Selection

WAR CRIMES AND PUNISHMENT
The
theme of the day is punishment. Administration officials are letting us
know, through their media megaphones, that the Serbs are going to be punished
for taking the captives. The Serbs, for their part, have announced that
they are putting the three Americans on trial before a military tribunal.
While Vuk Draskovich, the Serbian Deputy Minister known for his moderate
stance, assures the West that they will be well-treated, the charges and
possible sentence have put the War Party in a frenzy -- even while NATO
admits that the captives may indeed have been captured in Serbian territory.
UNHINGED
The
yellow ribbons are going back up. Talk of "the hostages" fills
the airwaves and the internet. Once again, Senator John McCain is all
over the talk shows, his eyes strangely vacant, his sneering smile sinister.
His warmongering is oddly passionless, the veritable embodiment of what
it means to kill "in cold blood." While announcing that he had
put his presidential bid on hold -- "the country is going through
a bad time now," he explained, oozing insincerity -- he attacks Pat
Buchanan's position that we ought to get every one of our soldiers out
of the Balkans: "If we aren't the world's superpower, then who shall
play that role. There are great luxuries and also great responsibilities
with being the world's only superpower." Name one such luxury, Senator,
one that all of us enjoy -- aside from the luxury of getting campaign
contributions from foreign lobbyists and their domestic fifth column.

Supplied information

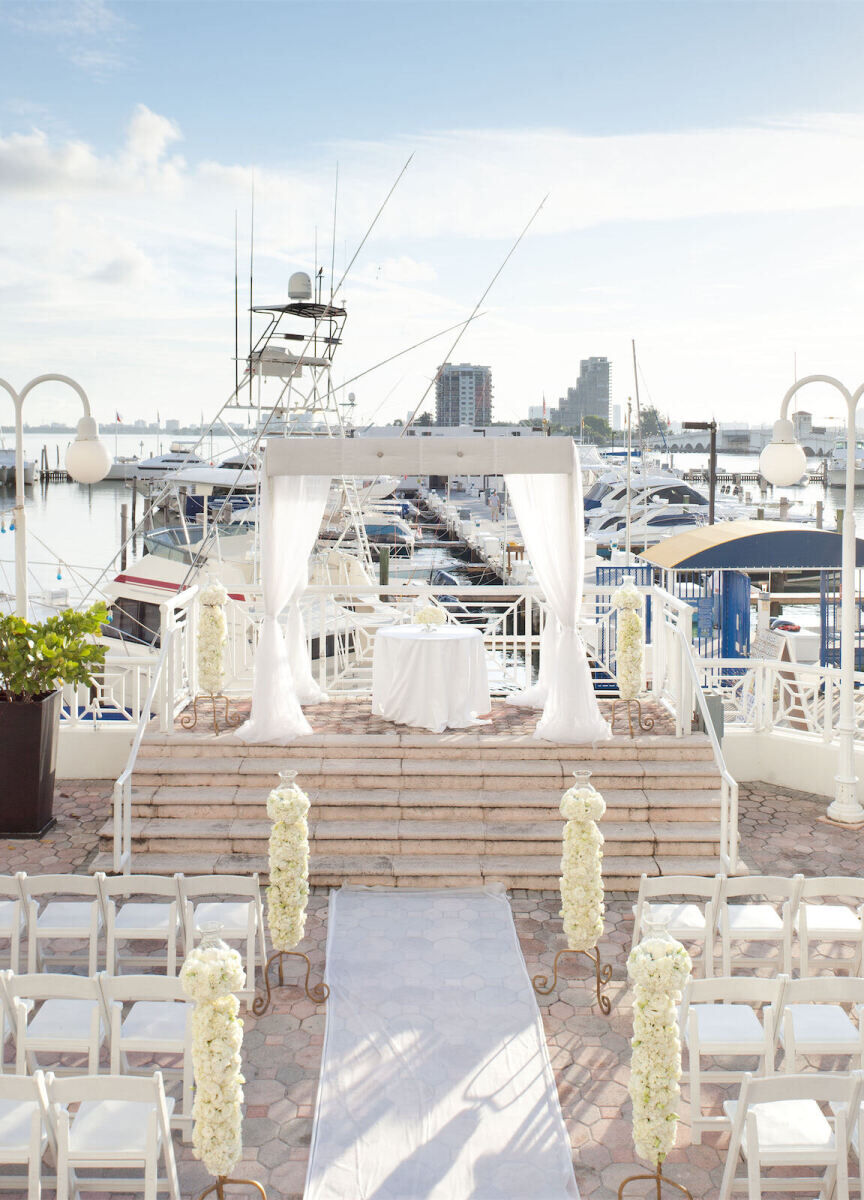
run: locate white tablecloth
--
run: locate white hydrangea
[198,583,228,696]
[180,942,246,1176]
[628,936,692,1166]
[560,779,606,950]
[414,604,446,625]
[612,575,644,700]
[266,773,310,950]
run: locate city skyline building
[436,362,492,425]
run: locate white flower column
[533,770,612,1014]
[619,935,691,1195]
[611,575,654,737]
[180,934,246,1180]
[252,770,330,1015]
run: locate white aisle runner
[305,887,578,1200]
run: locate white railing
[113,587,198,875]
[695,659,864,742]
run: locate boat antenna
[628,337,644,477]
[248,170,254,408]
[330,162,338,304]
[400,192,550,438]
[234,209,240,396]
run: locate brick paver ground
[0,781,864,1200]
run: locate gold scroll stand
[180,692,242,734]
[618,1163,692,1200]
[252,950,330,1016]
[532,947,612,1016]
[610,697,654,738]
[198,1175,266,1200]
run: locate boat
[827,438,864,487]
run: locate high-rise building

Exercise goal
Copy the war crimes piece starting with "While Vuk Draskovich, the" and going on through "sneering smile sinister.", swapping in "broadcasts" wherever "airwaves" appears.

Answer in full
While Vuk Draskovich, the Serbian Deputy Minister known for his moderate
stance, assures the West that they will be well-treated, the charges and
possible sentence have put the War Party in a frenzy -- even while NATO
admits that the captives may indeed have been captured in Serbian territory.
UNHINGED
The
yellow ribbons are going back up. Talk of "the hostages" fills
the broadcasts and the internet. Once again, Senator John McCain is all
over the talk shows, his eyes strangely vacant, his sneering smile sinister.